Condense the paragraph beginning "I have other as my sexuality" in the forum thread below into a short bulleted list that keeps its main facts.

◆ TEXT
▬▬▬▬▬▬
# I CAN talk to females.



## Lester Roquefort (Nov 29, 2016)

I _*CAN*_ talk to girls. Even the really attractive ones. _Especially_ the really attractive ones.

And i'm single, metro and not looking. Why? I talk _too_ easily to girls. I'd probably say something sexist and not realize it and be oblivious to it.

I have other as my sexuality because i'm a closet metro-sexual (I like girly bits, _and_ the clothes they wear). I'd love to wear unisex stuff, but i have close minded parents that make me wear navy and black. I want to wear purple cashmere shirts.


----------



## jackson21 (Nov 22, 2016)

what is metro?


----------



## 629753 (Apr 7, 2015)

jackson21 said:


> what is metro?


boomin

Dont trust ya im gonna shot ya


----------



## Lester Roquefort (Nov 29, 2016)

I like boobs and girly clothes.


----------



## novalax (Jun 7, 2013)

jackson21 said:


> what is metro?


probably metrosexual

met·ro·sex·ual
ˌmetrōˈsekSHəwəl/
noun
a young, urban, heterosexual male with liberal political views, an interest in fashion, and a refined sense of taste.


----------



## jackson21 (Nov 22, 2016)

novalax said:


> probably metrosexual
> 
> met·ro·sex·ual
> ˌmetrōˈsekSHəwəl/
> ...


that sounds incredibly homosexual


----------



## novalax (Jun 7, 2013)

jackson21 said:


> that sounds incredibly homosexual


Ill leave that for you to decide


----------



## M0rbid (Jan 11, 2011)

jackson21 said:


> that sounds incredibly homosexual


tell that to asian people. Its a metrosexual country.


----------



## Lester Roquefort (Nov 29, 2016)

Don't worry guys, i don't care what they think. It amuses me that me wearing pink pisses those kinds of people off.


----------



## millenniumman75 (Feb 4, 2005)

Lester Roquefort said:


> I _*CAN*_ talk to girls. Even the really attractive ones. _Especially_ the really attractive ones.
> 
> And i'm single, metro and not looking. Why? I talk _too_ easily to girls. I'd probably say something sexist and not realize it and be oblivious to it.
> 
> I have other as my sexuality because i'm a closet metro-sexual (I like girly bits, _and_ the clothes they wear). I'd love to wear unisex stuff, but i have close minded parents that make me wear navy and black. I want to wear purple cashmere shirts.


Yes, you can!


----------
▬▬▬▬▬▬
◆ PROVIDED MATERIAL
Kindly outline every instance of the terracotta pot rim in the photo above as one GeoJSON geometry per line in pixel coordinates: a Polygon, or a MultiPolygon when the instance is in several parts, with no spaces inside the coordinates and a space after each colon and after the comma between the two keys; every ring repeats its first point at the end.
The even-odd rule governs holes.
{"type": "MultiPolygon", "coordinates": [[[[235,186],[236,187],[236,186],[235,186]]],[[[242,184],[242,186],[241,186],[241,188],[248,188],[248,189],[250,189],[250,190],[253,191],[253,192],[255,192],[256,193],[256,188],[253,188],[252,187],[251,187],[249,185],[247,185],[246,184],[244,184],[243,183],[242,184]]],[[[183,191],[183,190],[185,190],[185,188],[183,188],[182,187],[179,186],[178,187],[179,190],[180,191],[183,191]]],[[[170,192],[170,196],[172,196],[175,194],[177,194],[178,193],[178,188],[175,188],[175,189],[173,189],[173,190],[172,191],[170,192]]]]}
▬▬▬▬▬▬
◆ EXERCISE RESULT
- Lists "other" as sexuality because of being a closet metrosexual
- Likes "girly bits" and the clothes girls wear
- Would love to wear unisex clothing
- Close-minded parents require navy and black
- Wants to wear purple cashmere shirts